Short exercise: Swap "every instance" for "all instances" throughout the records below, and reproduce them with everything else unchanged.

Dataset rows
════════════════

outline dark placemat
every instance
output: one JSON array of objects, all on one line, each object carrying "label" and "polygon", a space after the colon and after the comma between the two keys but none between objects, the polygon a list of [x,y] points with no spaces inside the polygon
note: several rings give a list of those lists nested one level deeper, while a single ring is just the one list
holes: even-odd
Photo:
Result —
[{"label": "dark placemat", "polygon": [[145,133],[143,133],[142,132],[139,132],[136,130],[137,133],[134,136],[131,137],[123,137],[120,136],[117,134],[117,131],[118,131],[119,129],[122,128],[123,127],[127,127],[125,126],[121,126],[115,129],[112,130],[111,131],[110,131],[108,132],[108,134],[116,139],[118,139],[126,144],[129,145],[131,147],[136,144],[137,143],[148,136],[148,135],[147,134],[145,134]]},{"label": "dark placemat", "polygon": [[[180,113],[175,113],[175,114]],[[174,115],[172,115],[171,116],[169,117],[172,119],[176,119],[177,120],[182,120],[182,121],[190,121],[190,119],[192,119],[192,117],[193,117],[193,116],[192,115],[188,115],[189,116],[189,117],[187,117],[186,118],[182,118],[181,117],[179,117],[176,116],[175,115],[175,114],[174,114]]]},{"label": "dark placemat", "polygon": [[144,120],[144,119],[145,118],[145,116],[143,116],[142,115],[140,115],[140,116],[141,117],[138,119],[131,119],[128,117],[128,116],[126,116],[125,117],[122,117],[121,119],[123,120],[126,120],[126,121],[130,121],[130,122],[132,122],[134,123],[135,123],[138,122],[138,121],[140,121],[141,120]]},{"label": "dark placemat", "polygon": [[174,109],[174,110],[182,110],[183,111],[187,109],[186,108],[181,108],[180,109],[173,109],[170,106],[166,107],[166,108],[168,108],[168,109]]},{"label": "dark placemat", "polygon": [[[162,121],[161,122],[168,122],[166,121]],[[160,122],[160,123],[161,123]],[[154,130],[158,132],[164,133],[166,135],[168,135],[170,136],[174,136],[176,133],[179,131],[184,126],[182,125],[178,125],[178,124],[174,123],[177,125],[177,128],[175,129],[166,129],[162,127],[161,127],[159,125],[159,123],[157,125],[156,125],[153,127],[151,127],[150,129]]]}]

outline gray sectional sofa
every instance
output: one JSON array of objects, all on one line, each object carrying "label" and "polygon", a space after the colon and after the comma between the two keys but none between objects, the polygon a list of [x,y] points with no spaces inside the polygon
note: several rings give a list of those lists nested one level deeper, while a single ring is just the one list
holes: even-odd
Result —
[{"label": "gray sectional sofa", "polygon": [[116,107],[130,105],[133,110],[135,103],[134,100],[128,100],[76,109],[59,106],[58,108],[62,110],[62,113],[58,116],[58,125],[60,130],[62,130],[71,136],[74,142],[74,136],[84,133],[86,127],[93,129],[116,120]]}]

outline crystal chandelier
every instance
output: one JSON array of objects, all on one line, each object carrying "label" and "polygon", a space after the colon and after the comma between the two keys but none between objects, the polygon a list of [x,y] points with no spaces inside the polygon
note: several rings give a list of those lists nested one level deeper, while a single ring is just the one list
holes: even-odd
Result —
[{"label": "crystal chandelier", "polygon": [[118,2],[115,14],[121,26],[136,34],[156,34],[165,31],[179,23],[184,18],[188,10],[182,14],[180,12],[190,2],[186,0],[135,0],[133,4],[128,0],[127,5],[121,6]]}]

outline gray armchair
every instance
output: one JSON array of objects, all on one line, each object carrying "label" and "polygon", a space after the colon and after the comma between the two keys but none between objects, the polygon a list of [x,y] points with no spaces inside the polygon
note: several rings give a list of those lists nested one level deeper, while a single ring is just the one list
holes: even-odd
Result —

════════════════

Written solution:
outline dark placemat
all instances
output: one JSON array of objects, all on one line, each object carrying "label" and "polygon", a space after the colon and after the comma between the two keys but none between objects, the polygon a list of [x,y] points with no spaces inside the polygon
note: several rings give a list of those lists nested one level deeper, while a single ring is just the one list
holes: even-odd
Photo:
Result —
[{"label": "dark placemat", "polygon": [[145,133],[143,133],[142,132],[139,132],[136,130],[137,133],[134,136],[131,137],[123,137],[120,136],[117,134],[117,131],[118,131],[119,129],[122,128],[123,127],[127,127],[125,126],[121,126],[115,129],[112,130],[111,131],[110,131],[108,132],[108,134],[116,139],[118,139],[126,144],[129,145],[131,147],[136,144],[137,143],[148,136],[148,135],[147,134],[145,134]]},{"label": "dark placemat", "polygon": [[[180,113],[175,113],[175,114]],[[174,115],[172,115],[171,116],[169,117],[172,119],[176,119],[177,120],[182,120],[182,121],[190,121],[190,119],[192,119],[192,117],[193,117],[193,116],[192,115],[188,115],[189,116],[189,117],[187,117],[186,118],[182,118],[181,117],[179,117],[176,116],[175,115],[175,114],[174,114]]]},{"label": "dark placemat", "polygon": [[144,120],[144,119],[145,118],[145,116],[143,116],[142,115],[140,115],[140,116],[141,117],[138,119],[131,119],[128,117],[128,116],[126,116],[125,117],[122,117],[121,119],[123,120],[126,120],[126,121],[130,121],[130,122],[132,122],[134,123],[135,123],[138,122],[138,121],[140,121],[141,120]]},{"label": "dark placemat", "polygon": [[174,109],[174,110],[182,110],[183,111],[187,109],[186,108],[181,108],[180,109],[173,109],[170,106],[166,107],[166,108],[168,108],[168,109]]},{"label": "dark placemat", "polygon": [[[162,121],[161,122],[168,122],[166,121]],[[160,122],[160,123],[161,123]],[[154,130],[158,132],[164,133],[166,135],[168,135],[170,136],[174,136],[176,133],[179,131],[184,126],[182,125],[178,125],[178,124],[174,123],[177,125],[177,128],[175,129],[166,129],[162,127],[161,127],[159,125],[159,123],[157,125],[156,125],[153,127],[151,127],[150,129]]]}]

outline gray sectional sofa
all instances
output: one JSON array of objects, all on one line, each object carrying "label" and "polygon", a space after the colon and after the comma between the two keys but none between objects, the polygon a list of [x,y] points with no spaces inside the polygon
note: several rings give a list of those lists nested one level deeper, while a single ring is just the one list
holes: even-odd
Result —
[{"label": "gray sectional sofa", "polygon": [[116,107],[130,105],[133,110],[135,103],[134,100],[128,100],[76,109],[59,106],[58,108],[62,110],[62,113],[58,116],[58,125],[60,130],[62,130],[71,136],[74,142],[74,136],[84,133],[86,127],[93,129],[116,120]]}]

outline crystal chandelier
all instances
output: one JSON array of objects, all on one line, each object carrying "label" and "polygon", a space after the colon and after the comma between the two keys but none between objects, the polygon a list of [x,y] points with no spaces inside the polygon
note: several rings give a list of those lists nested one level deeper, while a single ring is just the one list
holes: even-odd
Result —
[{"label": "crystal chandelier", "polygon": [[118,2],[115,14],[121,26],[136,34],[156,34],[165,31],[179,23],[184,18],[188,10],[182,14],[180,12],[190,2],[186,0],[135,0],[133,4],[128,0],[127,5],[121,6]]}]

outline gray armchair
all instances
output: one JSON array of objects, all on one line, each object carrying "label" and "polygon", a space after the colon and after the comma between the two keys but none between objects, the polygon a list of [x,y] points with no spaces inside the polygon
note: several rings give a list of those lists nested one level deeper, while a single ring is just the one list
holes: even-odd
Result —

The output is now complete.